─── ENTRIES

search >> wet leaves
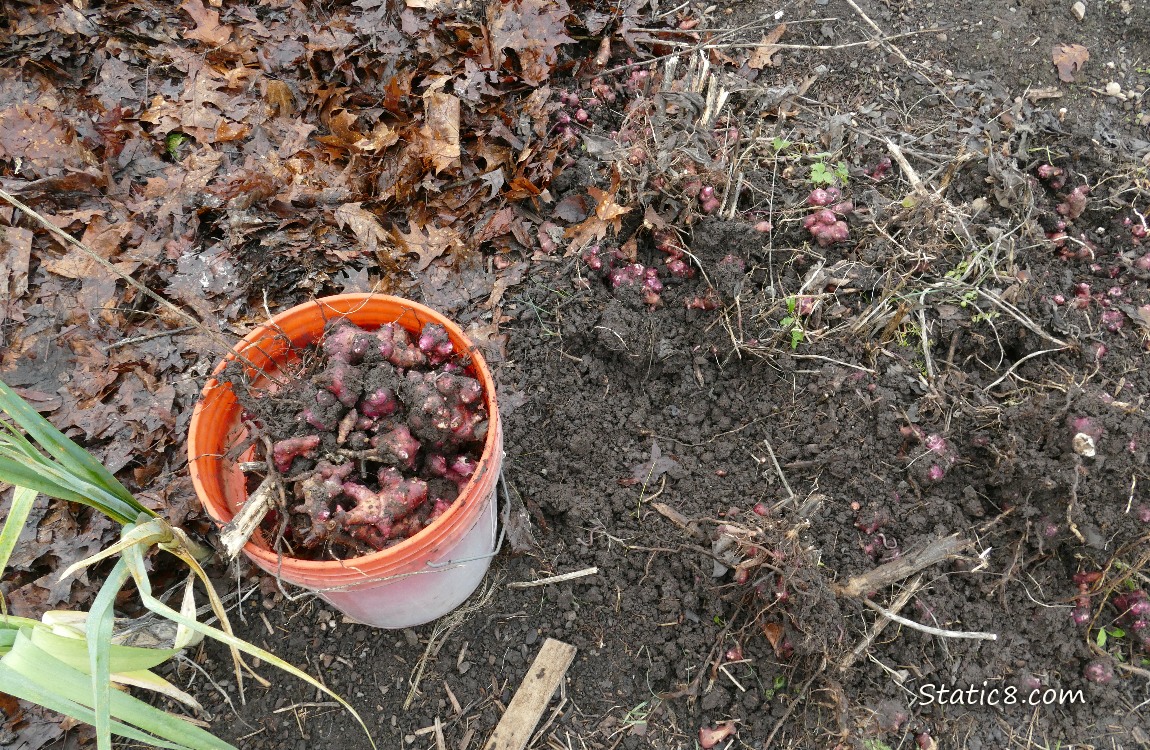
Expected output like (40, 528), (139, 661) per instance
(566, 188), (630, 248)
(179, 0), (232, 47)
(490, 0), (574, 86)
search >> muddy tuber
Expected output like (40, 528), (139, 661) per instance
(248, 320), (489, 559)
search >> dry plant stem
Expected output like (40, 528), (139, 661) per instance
(976, 286), (1071, 349)
(220, 474), (276, 560)
(982, 346), (1065, 393)
(507, 567), (599, 589)
(587, 26), (942, 77)
(835, 534), (971, 598)
(762, 659), (827, 748)
(861, 597), (998, 641)
(838, 573), (922, 672)
(483, 638), (576, 750)
(887, 139), (926, 193)
(762, 432), (795, 500)
(651, 503), (706, 541)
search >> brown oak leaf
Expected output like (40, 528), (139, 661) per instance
(488, 0), (575, 86)
(179, 0), (232, 47)
(746, 23), (787, 70)
(336, 202), (388, 253)
(420, 91), (459, 174)
(391, 224), (463, 270)
(565, 188), (630, 250)
(1050, 44), (1090, 83)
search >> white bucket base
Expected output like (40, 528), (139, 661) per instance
(319, 490), (498, 629)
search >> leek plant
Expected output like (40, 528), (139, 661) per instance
(0, 381), (375, 750)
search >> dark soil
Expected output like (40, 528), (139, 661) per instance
(2, 0), (1150, 750)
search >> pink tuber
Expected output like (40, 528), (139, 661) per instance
(806, 188), (842, 206)
(699, 721), (735, 750)
(419, 323), (455, 365)
(315, 360), (363, 407)
(1038, 164), (1066, 190)
(357, 387), (399, 418)
(1082, 659), (1114, 684)
(371, 424), (420, 469)
(803, 208), (850, 247)
(336, 466), (428, 537)
(292, 461), (355, 548)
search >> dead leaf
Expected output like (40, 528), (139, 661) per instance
(391, 224), (463, 271)
(420, 91), (459, 174)
(336, 202), (388, 253)
(595, 35), (611, 68)
(352, 122), (399, 152)
(0, 227), (32, 299)
(488, 261), (527, 308)
(746, 23), (787, 70)
(488, 0), (575, 86)
(0, 105), (97, 177)
(263, 78), (296, 117)
(179, 0), (232, 47)
(1050, 44), (1090, 83)
(41, 216), (132, 280)
(619, 441), (687, 487)
(565, 188), (630, 250)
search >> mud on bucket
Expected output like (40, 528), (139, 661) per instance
(187, 294), (503, 628)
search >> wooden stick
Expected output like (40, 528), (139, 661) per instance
(838, 573), (922, 672)
(835, 534), (971, 598)
(507, 567), (599, 589)
(220, 475), (276, 560)
(483, 638), (576, 750)
(863, 598), (998, 641)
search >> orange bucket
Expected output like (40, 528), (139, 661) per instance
(187, 294), (503, 628)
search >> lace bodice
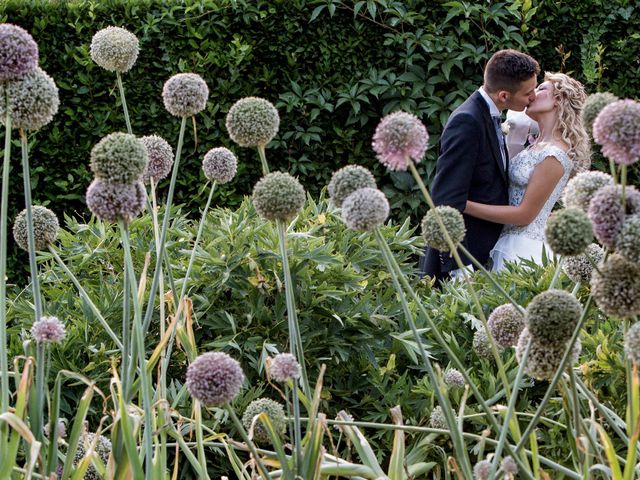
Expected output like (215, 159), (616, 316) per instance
(502, 145), (573, 240)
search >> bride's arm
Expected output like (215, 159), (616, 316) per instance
(464, 156), (564, 225)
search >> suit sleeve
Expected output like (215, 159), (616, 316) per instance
(431, 112), (483, 212)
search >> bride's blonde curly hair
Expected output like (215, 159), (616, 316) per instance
(544, 73), (591, 176)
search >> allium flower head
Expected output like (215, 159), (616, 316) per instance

──────

→ AIM: Reproduce, unchanged, every line from the one holding "search >> dry plant stem" through the one holding "(2, 0), (1150, 750)", including both of those lines.

→ FINISHED ANSWER:
search >> dry plant stem
Expected output like (40, 528), (139, 661) per instance
(976, 286), (1071, 349)
(220, 474), (276, 560)
(982, 346), (1065, 393)
(507, 567), (599, 589)
(587, 26), (942, 77)
(835, 534), (971, 598)
(762, 659), (827, 748)
(861, 597), (998, 641)
(838, 573), (922, 672)
(483, 638), (576, 750)
(887, 139), (926, 193)
(762, 432), (795, 500)
(651, 503), (706, 541)
search >> brown oak leaf
Expected output like (40, 528), (139, 661) per instance
(488, 0), (575, 86)
(179, 0), (232, 47)
(746, 23), (787, 70)
(336, 202), (388, 253)
(420, 91), (459, 174)
(391, 224), (463, 270)
(565, 188), (630, 250)
(1050, 44), (1090, 83)
search >> white bucket base
Expected output like (40, 528), (139, 661) per instance
(319, 490), (498, 629)
search >> leek plant
Expected output like (40, 528), (139, 661) per instance
(0, 381), (375, 750)
search >> dark soil
Expected output like (40, 528), (139, 661) per instance
(2, 0), (1150, 750)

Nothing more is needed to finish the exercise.